→ **What the task asks**
What is needed here is every line of the records that includes "fishing".

Data items:
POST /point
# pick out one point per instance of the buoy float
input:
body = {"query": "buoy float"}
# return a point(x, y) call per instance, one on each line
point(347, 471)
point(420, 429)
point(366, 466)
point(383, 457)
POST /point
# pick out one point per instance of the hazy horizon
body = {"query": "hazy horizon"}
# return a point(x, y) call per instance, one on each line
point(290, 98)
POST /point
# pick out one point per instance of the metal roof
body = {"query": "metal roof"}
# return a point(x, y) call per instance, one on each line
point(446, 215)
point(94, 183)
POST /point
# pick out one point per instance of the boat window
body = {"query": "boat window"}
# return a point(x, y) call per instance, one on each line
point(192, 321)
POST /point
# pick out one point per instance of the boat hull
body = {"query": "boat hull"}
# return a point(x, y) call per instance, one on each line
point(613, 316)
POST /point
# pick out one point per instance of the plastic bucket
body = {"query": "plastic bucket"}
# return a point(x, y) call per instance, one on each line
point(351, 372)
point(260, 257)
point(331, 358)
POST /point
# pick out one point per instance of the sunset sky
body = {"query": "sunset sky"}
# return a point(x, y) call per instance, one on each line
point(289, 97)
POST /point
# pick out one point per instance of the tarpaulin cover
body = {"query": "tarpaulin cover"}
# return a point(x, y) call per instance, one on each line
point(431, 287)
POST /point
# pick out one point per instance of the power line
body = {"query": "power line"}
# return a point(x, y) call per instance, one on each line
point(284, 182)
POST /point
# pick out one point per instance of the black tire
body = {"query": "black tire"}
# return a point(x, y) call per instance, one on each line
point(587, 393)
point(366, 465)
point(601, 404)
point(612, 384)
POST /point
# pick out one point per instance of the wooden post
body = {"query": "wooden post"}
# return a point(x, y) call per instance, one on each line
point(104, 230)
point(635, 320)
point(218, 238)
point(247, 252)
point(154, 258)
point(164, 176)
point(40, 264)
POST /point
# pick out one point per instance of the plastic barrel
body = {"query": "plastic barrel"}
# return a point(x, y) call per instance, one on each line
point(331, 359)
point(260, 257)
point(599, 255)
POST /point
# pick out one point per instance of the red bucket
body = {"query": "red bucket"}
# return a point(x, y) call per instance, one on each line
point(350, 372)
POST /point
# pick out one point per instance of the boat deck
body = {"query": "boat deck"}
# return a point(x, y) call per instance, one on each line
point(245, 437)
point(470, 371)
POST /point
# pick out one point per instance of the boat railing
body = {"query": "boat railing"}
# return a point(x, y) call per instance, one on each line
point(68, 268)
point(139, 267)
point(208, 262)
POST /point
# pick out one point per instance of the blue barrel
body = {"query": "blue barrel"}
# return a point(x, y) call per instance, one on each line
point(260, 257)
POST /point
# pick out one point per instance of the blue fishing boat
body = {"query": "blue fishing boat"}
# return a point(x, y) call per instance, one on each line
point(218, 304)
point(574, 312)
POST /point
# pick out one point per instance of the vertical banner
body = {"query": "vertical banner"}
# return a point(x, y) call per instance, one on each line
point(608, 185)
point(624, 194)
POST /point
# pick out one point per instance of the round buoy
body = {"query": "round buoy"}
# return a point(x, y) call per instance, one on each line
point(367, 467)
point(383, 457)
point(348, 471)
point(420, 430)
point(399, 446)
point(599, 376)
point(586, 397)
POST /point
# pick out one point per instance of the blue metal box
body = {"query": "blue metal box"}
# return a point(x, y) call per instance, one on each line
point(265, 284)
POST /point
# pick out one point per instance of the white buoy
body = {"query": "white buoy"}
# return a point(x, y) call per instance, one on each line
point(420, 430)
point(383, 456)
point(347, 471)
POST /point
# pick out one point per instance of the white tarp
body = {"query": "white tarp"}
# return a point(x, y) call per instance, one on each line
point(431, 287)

→ **Answer**
# pick out one point per instance of the blue fishing boat
body = {"query": "blue fishing boat"}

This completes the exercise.